[Document extract]
START

They say, knowledge is power, and I totally agree with that. I’m arming an army of women that I'm building through these collages with information and with power so that they can make a better choice for themselves. When women benefit, and heal, we kind of heal others, and it's just something that we've been socialized to do. This is part of our nature. It's a part of how we take up space.


I started this project By Way of Revolution, when my mother passed away in 2016. She was a women's rights activist. I was thinking a lot about legacy and wanting to connect to her stories and her service. This came from a very personal place for me, but in the personal, there's always something that's global: turning personal grief into universal connection. Because we all have family that we may have lost, we all have matriarchs that we may have lost, we are searching for their stories and for the stories of others. My niece was in my last performance. She inherited it: I gave her the performance. I gave her the stories of my grandmother, my mother, and she told me her stories. There was this dialogue and exchange. Intergenerational sharing as a survival tool is very important to me.

END

[Data listing]

START

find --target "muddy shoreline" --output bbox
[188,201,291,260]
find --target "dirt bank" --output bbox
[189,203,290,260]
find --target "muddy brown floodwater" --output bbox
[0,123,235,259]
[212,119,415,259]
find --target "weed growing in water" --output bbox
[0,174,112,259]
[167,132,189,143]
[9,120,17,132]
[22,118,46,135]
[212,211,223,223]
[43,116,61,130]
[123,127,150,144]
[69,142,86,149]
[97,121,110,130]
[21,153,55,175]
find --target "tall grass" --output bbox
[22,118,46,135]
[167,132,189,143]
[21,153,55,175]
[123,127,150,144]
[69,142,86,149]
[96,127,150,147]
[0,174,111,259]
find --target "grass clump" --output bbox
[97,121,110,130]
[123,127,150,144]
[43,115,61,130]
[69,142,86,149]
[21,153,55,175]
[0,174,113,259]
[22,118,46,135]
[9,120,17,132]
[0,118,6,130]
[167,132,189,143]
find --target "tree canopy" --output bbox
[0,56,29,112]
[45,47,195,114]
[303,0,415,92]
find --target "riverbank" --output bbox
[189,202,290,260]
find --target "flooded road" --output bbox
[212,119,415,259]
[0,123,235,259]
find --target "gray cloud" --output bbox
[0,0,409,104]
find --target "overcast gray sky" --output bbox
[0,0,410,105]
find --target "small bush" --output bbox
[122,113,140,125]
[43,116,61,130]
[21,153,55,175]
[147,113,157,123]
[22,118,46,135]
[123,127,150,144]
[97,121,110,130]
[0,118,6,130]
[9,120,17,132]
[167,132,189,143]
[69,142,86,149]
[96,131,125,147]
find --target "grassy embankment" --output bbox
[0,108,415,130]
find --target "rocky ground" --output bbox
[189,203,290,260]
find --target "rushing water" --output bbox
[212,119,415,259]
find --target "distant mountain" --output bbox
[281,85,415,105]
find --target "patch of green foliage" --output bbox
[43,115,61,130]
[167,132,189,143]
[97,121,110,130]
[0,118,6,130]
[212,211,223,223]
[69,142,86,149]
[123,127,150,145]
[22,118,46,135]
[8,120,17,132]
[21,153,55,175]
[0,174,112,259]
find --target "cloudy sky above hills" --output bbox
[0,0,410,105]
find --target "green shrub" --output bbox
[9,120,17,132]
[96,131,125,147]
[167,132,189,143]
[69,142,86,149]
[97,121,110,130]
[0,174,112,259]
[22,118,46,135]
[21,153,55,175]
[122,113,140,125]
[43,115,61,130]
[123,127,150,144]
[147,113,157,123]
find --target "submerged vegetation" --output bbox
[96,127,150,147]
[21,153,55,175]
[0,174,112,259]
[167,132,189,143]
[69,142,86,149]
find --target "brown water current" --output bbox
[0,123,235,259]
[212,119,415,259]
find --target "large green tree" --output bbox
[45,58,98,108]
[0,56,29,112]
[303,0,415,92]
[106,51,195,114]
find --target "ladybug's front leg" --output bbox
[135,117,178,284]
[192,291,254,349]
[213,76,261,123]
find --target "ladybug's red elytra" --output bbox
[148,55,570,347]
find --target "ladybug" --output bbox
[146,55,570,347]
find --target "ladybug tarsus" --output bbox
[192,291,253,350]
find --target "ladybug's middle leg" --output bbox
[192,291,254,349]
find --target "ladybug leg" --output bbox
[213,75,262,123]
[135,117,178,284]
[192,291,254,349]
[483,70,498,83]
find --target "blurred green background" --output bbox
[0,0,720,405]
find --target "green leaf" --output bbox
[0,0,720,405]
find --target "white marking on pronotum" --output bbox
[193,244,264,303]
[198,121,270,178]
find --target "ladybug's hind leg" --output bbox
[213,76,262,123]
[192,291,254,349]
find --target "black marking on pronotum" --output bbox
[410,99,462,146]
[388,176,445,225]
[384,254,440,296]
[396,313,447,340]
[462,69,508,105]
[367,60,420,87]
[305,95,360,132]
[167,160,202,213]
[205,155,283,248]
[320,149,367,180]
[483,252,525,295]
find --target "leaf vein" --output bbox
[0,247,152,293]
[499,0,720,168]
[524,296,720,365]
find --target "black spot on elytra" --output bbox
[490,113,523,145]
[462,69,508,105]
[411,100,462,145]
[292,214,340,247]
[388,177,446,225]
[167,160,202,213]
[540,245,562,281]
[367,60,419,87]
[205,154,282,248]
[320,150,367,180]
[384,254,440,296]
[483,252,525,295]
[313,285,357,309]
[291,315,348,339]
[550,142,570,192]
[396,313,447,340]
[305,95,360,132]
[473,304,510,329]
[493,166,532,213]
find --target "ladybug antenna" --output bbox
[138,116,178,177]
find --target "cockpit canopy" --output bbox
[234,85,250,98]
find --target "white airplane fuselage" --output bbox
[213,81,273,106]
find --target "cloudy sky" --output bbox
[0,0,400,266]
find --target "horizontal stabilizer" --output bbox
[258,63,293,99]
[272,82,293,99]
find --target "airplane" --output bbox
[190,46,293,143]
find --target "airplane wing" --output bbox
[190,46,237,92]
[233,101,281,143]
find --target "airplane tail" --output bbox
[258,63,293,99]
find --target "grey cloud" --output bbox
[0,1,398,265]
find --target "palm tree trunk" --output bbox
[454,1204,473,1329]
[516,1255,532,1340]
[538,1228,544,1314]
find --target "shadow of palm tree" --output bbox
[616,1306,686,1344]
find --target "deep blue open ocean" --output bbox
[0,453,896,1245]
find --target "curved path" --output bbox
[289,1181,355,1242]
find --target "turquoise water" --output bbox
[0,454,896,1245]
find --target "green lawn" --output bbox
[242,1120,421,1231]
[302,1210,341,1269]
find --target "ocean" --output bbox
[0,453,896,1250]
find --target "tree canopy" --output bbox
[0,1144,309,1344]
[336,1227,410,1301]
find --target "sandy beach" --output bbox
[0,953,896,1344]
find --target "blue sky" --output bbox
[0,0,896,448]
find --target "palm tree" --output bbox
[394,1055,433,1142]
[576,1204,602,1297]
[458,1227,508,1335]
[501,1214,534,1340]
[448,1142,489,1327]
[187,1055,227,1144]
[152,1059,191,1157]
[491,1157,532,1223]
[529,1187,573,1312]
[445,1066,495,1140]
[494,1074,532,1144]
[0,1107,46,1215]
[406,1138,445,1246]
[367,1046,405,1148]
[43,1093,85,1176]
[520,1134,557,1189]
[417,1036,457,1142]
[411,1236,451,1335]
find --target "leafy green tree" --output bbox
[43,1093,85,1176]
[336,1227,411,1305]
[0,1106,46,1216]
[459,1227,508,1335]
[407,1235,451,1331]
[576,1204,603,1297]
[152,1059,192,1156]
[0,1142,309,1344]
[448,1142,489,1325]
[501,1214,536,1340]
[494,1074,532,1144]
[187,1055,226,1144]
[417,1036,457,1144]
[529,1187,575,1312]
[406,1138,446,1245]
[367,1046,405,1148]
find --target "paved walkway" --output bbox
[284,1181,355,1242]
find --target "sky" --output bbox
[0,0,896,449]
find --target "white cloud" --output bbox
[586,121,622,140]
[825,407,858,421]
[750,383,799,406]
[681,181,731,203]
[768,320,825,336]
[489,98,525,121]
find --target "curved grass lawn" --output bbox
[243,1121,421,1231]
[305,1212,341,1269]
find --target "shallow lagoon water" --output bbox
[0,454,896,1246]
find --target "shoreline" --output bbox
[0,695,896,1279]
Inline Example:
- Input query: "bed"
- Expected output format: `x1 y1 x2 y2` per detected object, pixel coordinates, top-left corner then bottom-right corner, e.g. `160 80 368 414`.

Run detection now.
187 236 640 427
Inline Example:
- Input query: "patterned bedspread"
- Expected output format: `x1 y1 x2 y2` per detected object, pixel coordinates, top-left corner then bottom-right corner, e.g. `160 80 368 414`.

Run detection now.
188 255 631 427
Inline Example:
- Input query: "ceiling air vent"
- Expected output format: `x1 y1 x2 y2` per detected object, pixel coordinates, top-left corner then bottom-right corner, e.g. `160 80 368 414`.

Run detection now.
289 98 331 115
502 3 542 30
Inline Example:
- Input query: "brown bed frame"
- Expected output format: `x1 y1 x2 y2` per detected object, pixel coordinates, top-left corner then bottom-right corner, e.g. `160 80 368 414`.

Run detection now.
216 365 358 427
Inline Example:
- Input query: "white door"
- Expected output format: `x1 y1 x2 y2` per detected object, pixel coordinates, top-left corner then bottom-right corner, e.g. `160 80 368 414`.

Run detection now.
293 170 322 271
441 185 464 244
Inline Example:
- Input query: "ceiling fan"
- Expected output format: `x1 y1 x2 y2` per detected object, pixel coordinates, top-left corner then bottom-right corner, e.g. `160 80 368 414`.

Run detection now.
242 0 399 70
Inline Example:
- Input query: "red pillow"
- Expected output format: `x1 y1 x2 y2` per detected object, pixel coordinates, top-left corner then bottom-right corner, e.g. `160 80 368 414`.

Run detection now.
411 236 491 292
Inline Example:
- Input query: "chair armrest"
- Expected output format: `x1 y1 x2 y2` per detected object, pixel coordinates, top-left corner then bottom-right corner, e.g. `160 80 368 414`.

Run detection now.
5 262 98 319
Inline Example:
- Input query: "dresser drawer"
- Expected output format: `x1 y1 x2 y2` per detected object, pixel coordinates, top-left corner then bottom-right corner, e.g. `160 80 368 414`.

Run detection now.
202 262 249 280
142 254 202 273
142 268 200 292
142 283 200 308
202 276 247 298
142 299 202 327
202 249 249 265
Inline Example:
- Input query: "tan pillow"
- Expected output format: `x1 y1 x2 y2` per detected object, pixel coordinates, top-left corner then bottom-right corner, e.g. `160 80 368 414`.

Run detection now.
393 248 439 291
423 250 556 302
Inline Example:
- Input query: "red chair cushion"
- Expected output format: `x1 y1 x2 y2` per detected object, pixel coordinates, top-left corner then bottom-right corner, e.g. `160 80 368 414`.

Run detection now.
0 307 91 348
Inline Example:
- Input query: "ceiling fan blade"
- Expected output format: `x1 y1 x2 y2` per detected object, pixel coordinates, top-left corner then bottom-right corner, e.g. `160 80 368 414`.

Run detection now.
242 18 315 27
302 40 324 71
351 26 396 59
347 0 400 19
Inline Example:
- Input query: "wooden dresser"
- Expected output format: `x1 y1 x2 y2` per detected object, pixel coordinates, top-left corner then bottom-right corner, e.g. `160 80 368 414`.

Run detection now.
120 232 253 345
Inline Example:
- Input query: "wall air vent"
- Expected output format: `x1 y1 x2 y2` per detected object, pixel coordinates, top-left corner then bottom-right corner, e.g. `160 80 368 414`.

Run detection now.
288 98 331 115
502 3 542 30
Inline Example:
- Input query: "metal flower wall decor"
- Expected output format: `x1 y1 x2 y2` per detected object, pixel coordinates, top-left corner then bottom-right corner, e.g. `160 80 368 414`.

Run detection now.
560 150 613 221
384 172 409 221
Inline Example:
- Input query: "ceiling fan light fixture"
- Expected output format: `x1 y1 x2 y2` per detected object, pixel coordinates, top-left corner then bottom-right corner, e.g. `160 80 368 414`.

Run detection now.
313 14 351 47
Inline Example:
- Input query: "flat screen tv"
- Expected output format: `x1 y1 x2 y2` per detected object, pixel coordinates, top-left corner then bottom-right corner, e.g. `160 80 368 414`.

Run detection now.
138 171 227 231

END

[What this exercise asks]
1. Answer the following from the passage about the By Way of Revolution project:
(a) With what two things are the collages said to arm women?
(b) In what year did the speaker's mother pass away?
(c) Which family member took part in the speaker's last performance?
2. Write the next part of the passage about the By Way of Revolution project, picking up after its final sentence.

[Results]
1.
(a) Information and power.
(b) 2016.
(c) The speaker's niece.

2.
Your work investigates the complexities of history and institutionalized oppression. Although you went to the HBCU Morgan State, attending Tufts and now working at Brown, how have you and do you navigate and assert your self in historically and actively white supremacist spaces? ​​


A lot of my work is a response to my experiences navigating predominately white spaces, which I had more experience in after graduate school. I was in a more diverse space growing up.

When I went to graduate school, I was 30 years old. I moved to Boston without having visited Boston before. I didn't know the history of segregation in Boston. They desegregated their last school districts in 1974 and ’76. I felt the effect of that decades later in the way that the city continues to act with these microaggressions and sometimes overt gestures of racism.


I was in school right when Black Lives Matter was picking up from 2013 to 2015. There was a cultural and national awareness that was starting to heighten, starting with hashtags and social media, and then marches, demonstrations, and responses to police brutality. I was thinking about survival. I knew I wanted to be an artist. I knew I wanted to make space for myself within the institution, but I'm very aware that these institutions were not designed for people that look like me that are not gendered like me that do not racially identify as I do. If they were designed for heterosexual, cis-gendered, white men in certain era, what needs to shift? What needs to give?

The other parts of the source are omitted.